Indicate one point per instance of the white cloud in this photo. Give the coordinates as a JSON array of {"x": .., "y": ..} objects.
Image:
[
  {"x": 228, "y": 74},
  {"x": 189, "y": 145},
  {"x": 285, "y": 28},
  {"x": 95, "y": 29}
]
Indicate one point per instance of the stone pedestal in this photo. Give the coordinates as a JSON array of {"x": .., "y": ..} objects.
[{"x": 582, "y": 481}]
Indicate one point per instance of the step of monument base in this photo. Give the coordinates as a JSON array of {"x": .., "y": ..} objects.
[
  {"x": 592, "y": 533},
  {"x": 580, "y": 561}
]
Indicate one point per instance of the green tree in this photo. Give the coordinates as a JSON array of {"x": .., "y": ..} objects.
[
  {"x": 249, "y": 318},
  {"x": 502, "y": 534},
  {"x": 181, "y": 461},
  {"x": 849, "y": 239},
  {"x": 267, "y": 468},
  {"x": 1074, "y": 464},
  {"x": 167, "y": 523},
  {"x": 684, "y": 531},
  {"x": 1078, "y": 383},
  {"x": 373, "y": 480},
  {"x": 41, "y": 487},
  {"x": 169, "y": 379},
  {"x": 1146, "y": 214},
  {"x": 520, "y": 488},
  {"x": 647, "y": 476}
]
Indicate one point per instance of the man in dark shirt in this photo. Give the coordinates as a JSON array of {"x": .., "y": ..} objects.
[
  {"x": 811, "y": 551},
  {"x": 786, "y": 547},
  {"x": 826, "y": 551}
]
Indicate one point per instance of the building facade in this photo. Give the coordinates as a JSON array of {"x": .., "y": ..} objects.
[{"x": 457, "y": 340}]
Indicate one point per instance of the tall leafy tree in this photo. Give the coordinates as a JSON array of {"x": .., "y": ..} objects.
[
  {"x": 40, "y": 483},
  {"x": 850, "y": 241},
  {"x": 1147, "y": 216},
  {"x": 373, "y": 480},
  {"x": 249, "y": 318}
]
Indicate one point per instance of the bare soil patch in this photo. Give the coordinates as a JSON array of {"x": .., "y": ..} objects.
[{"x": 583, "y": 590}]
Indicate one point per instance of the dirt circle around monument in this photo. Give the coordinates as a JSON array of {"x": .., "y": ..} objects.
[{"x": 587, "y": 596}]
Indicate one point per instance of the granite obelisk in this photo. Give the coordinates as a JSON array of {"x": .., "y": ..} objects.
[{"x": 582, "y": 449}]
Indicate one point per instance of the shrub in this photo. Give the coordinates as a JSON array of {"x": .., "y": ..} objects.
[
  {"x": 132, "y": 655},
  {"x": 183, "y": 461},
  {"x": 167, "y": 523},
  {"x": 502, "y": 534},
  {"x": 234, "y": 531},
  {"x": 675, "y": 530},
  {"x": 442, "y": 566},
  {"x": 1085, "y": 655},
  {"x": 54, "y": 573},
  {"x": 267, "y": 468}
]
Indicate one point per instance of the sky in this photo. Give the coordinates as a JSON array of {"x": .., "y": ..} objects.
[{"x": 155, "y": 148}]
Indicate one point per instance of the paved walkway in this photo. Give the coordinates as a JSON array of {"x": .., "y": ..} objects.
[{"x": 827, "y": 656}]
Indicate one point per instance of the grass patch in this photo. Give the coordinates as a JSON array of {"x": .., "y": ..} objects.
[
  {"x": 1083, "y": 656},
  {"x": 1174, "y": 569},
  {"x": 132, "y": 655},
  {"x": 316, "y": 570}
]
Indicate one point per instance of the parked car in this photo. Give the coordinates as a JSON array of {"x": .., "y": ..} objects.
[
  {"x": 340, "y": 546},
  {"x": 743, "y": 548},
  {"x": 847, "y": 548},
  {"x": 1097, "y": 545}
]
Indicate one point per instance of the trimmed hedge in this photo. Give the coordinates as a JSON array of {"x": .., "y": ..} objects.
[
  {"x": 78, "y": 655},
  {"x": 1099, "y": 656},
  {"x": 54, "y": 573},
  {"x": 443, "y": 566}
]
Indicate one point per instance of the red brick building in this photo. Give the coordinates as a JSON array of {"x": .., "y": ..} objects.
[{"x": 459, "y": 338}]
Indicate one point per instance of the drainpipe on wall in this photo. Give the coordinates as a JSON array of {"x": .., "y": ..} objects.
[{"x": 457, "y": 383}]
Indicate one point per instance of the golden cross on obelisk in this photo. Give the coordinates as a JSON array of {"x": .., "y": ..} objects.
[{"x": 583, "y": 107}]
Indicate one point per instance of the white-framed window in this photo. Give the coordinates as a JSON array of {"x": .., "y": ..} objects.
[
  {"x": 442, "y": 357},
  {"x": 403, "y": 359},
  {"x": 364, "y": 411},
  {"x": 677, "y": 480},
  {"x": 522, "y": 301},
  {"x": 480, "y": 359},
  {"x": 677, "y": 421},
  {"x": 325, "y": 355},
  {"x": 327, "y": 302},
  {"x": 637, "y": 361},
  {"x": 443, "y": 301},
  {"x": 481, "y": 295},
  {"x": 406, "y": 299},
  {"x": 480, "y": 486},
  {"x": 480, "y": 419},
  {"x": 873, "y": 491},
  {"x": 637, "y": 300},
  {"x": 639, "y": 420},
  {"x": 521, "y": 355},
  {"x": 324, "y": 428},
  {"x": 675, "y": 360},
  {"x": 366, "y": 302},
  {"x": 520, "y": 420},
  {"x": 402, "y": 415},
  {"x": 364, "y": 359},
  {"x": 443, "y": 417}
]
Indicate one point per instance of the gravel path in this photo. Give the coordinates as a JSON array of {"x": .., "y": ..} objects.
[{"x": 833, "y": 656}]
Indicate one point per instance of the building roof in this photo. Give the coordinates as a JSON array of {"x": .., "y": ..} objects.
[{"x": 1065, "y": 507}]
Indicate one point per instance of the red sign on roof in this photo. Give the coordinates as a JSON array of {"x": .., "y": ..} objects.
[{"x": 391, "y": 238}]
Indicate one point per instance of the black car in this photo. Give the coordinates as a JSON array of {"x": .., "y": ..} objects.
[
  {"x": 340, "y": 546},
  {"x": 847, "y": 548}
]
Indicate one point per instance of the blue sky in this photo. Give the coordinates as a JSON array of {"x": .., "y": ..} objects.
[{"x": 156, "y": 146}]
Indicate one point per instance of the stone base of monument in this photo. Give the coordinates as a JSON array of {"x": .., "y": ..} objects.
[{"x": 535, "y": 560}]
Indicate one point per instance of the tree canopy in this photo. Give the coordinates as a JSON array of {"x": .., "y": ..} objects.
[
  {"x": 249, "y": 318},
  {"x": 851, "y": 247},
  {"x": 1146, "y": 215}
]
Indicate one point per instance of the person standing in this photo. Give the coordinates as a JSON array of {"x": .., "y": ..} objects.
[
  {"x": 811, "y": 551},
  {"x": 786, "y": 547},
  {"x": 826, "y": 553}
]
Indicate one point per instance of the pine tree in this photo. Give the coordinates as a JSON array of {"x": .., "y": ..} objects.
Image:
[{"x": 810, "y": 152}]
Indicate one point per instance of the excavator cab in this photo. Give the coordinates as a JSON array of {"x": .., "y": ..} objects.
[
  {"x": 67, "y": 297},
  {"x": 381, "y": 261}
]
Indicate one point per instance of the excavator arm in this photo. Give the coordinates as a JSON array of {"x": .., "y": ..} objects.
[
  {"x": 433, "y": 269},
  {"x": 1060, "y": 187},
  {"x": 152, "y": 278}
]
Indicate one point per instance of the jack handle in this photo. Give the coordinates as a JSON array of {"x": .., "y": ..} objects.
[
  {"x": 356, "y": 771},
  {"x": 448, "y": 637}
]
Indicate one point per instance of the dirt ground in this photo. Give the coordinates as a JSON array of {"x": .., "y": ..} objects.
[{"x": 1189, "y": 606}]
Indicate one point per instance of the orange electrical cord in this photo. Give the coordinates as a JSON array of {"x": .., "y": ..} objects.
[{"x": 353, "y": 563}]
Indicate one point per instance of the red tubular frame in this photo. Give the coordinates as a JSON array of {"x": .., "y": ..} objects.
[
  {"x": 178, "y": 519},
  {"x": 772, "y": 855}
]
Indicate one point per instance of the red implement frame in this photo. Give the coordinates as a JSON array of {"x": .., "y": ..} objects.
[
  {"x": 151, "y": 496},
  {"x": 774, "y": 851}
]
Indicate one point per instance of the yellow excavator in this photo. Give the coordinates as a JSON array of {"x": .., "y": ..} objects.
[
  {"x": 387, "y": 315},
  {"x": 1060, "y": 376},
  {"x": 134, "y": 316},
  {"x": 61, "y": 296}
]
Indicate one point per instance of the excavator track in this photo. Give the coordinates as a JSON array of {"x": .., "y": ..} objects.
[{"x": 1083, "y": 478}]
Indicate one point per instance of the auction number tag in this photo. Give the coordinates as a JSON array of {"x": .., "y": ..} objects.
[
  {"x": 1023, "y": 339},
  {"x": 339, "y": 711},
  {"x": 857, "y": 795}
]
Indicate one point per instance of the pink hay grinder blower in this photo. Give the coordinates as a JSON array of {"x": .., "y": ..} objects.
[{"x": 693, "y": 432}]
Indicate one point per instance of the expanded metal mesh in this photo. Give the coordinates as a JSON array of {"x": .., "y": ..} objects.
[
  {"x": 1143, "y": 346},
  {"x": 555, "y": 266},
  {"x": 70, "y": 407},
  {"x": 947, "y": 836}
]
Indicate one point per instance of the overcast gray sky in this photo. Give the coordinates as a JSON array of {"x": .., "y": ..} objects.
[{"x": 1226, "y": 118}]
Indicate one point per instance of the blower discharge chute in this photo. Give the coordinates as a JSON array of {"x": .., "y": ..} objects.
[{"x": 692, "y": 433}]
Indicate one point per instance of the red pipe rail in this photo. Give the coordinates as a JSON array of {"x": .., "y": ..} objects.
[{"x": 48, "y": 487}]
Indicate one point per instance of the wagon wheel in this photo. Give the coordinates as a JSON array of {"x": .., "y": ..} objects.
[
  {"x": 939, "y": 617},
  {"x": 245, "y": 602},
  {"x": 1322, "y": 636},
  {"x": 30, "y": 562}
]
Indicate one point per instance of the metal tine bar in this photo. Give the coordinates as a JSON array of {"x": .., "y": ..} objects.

- TASK GOAL: Output only the lines running from the line with "Indicate one point per instance of the yellow" through the final line of the data, inclusive.

- TASK OUTPUT:
Indicate one point per instance of the yellow excavator in this photo. Give the coordinates as a JSON array of {"x": .., "y": ..} objects.
[
  {"x": 387, "y": 315},
  {"x": 1060, "y": 376},
  {"x": 134, "y": 316},
  {"x": 61, "y": 296}
]
Indicate one point per instance of the excavator track in this photo. Give the coordinates as a JSON array of {"x": .., "y": ..} objects.
[{"x": 1083, "y": 478}]
Indicate one point per instance of the auction number tag in this photo. Give the coordinates as a JSON array of {"x": .., "y": ..} objects.
[
  {"x": 1023, "y": 339},
  {"x": 339, "y": 711},
  {"x": 857, "y": 795}
]
Indicate one point per instance of the pink hay grinder blower in this photo. Give the coordinates as a JSON array of {"x": .., "y": ..} objects.
[{"x": 693, "y": 432}]
Indicate one point per instance of the expanded metal mesh in this photo. Give the coordinates as a JSON array of {"x": .., "y": ..} objects.
[
  {"x": 1143, "y": 346},
  {"x": 555, "y": 266},
  {"x": 70, "y": 407},
  {"x": 947, "y": 836}
]
Indicate one point per instance of the overcast gray sky in this photo. Give the coordinates as a JSON array of {"x": .., "y": ..} objects.
[{"x": 1226, "y": 118}]
Indicate one point per instance of the blower discharge chute in this photo. Give the coordinates as a JSON array of {"x": .., "y": ..} objects.
[{"x": 692, "y": 433}]
Indicate one point per instance of the red pipe rail in this photo. Give the coordinates as a JSON array of {"x": .., "y": ..} objects.
[{"x": 48, "y": 487}]
Indicate one point per instance of the wagon wheel in this photo. Give the coordinates as a JSON array of {"x": .., "y": ..} objects.
[
  {"x": 939, "y": 617},
  {"x": 245, "y": 602},
  {"x": 1322, "y": 636},
  {"x": 30, "y": 562}
]
Indicate one point per instance of the metal tine bar in this photo. Give the coordinates as a JSON array of {"x": .., "y": ..} objects.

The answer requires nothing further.